Open-Source Intelligence (OSINT) — Practical Guide for Cyber Reconnaissance

By Frigg
1/1/2026

Open-Source Intelligence (OSINT) is the practice of collecting and analyzing publicly available information to gain insights into a target — be it an organization, infrastructure, or digital footprint. In cybersecurity, OSINT is critical for attack surface mapping, threat intelligence, vulnerability research, and incident response.

1

This guide outlines how to conduct lawful and efficient OSINT for penetration testing, red teaming, or bug bounty reconnaissance, complete with safe tools and command-line workflows.

Note: All examples and commands are for authorized testing and research only. Never use these techniques against systems or individuals without explicit permission.


1. Understanding OSINT

OSINT isn’t just Googling a company’s name — it’s a structured intelligence process:

  1. Define objective: What’s the mission? (e.g., identify subdomains or exposed assets)
  2. Collect data: Use passive sources like archives, search engines, and public databases.
  3. Process and enrich: Correlate data from multiple sources.
  4. Analyze: Identify patterns, risks, and relationships.
  5. Report: Present findings clearly, with actionable insights.

WORK REQUIRED: Continue the OSINT guide above, starting after the fifth step of its intelligence process.

[Object pointing dataset rows]
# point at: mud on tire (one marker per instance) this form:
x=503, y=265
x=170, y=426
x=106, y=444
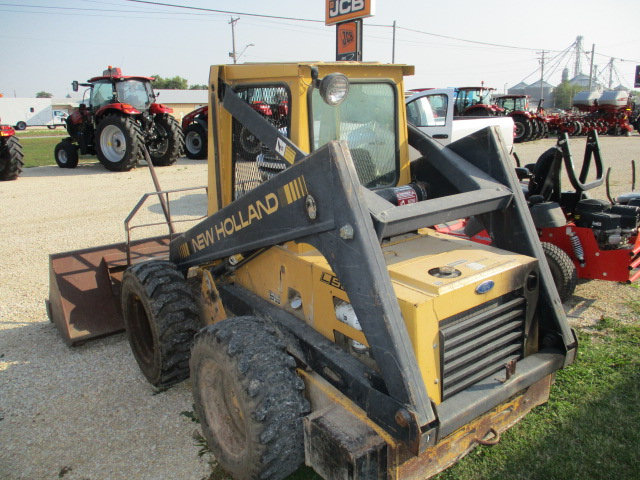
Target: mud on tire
x=10, y=158
x=169, y=144
x=66, y=154
x=161, y=319
x=248, y=399
x=562, y=269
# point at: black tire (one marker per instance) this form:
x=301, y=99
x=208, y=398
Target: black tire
x=168, y=144
x=118, y=142
x=248, y=399
x=10, y=158
x=562, y=269
x=195, y=142
x=161, y=319
x=66, y=154
x=520, y=123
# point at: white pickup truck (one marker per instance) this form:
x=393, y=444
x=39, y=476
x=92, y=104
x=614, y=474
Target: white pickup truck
x=432, y=111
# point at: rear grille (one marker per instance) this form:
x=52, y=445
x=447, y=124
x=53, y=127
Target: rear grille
x=481, y=342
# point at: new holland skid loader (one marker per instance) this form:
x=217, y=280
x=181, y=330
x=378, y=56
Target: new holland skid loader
x=319, y=317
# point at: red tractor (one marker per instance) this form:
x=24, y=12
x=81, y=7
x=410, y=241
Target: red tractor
x=10, y=154
x=528, y=125
x=121, y=119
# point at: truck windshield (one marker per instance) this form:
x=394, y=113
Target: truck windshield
x=136, y=93
x=366, y=120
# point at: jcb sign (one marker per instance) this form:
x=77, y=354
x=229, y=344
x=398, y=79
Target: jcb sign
x=343, y=10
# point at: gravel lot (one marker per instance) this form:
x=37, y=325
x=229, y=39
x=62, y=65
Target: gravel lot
x=87, y=412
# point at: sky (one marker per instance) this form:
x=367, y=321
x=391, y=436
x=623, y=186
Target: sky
x=45, y=44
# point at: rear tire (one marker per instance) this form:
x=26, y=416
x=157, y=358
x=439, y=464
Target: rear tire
x=118, y=142
x=169, y=144
x=161, y=319
x=10, y=158
x=66, y=154
x=562, y=269
x=195, y=142
x=248, y=399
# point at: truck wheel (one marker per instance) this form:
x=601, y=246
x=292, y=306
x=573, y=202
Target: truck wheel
x=562, y=269
x=520, y=123
x=10, y=158
x=66, y=154
x=161, y=319
x=248, y=399
x=195, y=142
x=168, y=145
x=118, y=142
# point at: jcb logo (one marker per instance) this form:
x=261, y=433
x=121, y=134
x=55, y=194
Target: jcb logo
x=342, y=10
x=344, y=7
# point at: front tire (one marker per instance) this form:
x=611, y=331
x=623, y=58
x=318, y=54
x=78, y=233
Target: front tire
x=195, y=142
x=118, y=142
x=66, y=154
x=248, y=399
x=562, y=269
x=161, y=319
x=168, y=145
x=10, y=158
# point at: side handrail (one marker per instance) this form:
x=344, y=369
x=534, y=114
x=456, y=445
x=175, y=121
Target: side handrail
x=163, y=196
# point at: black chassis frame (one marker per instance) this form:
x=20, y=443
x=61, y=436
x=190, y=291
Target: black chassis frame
x=346, y=222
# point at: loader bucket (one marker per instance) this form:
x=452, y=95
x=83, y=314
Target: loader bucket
x=84, y=287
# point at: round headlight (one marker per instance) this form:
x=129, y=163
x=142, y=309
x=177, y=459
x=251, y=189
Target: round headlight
x=334, y=88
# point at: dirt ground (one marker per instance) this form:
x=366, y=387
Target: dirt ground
x=87, y=412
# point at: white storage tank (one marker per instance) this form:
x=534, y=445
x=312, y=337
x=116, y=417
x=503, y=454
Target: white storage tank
x=585, y=99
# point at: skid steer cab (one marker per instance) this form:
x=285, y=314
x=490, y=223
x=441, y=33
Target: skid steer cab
x=320, y=318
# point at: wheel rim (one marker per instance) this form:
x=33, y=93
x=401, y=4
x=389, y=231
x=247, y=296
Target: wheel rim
x=193, y=142
x=222, y=409
x=161, y=145
x=63, y=157
x=113, y=143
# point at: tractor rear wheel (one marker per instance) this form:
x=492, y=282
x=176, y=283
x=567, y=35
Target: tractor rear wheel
x=118, y=142
x=168, y=145
x=520, y=123
x=66, y=154
x=10, y=158
x=562, y=269
x=161, y=319
x=249, y=399
x=195, y=142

EXPECTED ANSWER:
2. Legal & Ethical Framework

OSINT operates within the boundaries of law and ethics. Key principles include:

  • Collect only publicly available information.
  • Respect Terms of Service for all platforms.
  • Avoid scanning or brute-forcing without authorization.
  • Protect personal data — don’t disclose private information unless there’s a clear, lawful reason.
  • Always maintain an audit trail of your actions and evidence.

3. OSINT Toolkit (with Real Commands)

Web & Archive Discovery

  • gau – Retrieve archived URLs from sources like Wayback Machine:
gau example.com > urls.txt
  • waybackurls – Get historical snapshots:
waybackurls example.com > wayback.txt
  • curl – Download and inspect a page:
curl -sL 'https://example.com/page' -o page.html

Subdomain & DNS Enumeration

  • amass – Comprehensive subdomain discovery:
amass enum -d example.com -o amass.txt
  • subfinder – Fast passive subdomain finder:
subfinder -d example.com -o subs.txt
  • dig – Check DNS records:
dig +short example.com ANY

Passive Service Discovery

  • Shodan – Search internet-exposed devices:
shodan search --fields ip_str,port,org "hostname:example.com"
  • Censys – Identify hosts via certificate and banner data.

Passive reconnaissance avoids triggering alarms or violating access policies.


Email, Identity & Leak Search

  • theHarvester – Gather emails, hosts, and subdomains:
theHarvester -d example.com -b all -l 500
  • HaveIBeenPwned API – Check if emails appear in breaches.
  • Hunter.io – Find corporate email patterns and contacts.

URL Filtering and Validation

Use gf and httpx to detect live endpoints with interesting parameters:

cat urls.txt | gf lfi | httpx -threads 50 -o live_lfi.txt

Social Media & People Search

  • LinkedIn, GitHub, Twitter, Facebook – Manual and API-based searches.
  • Maltego – Visual link analysis between identities, domains, and organizations.
  • SpiderFoot – Automated OSINT platform for aggregation and enrichment.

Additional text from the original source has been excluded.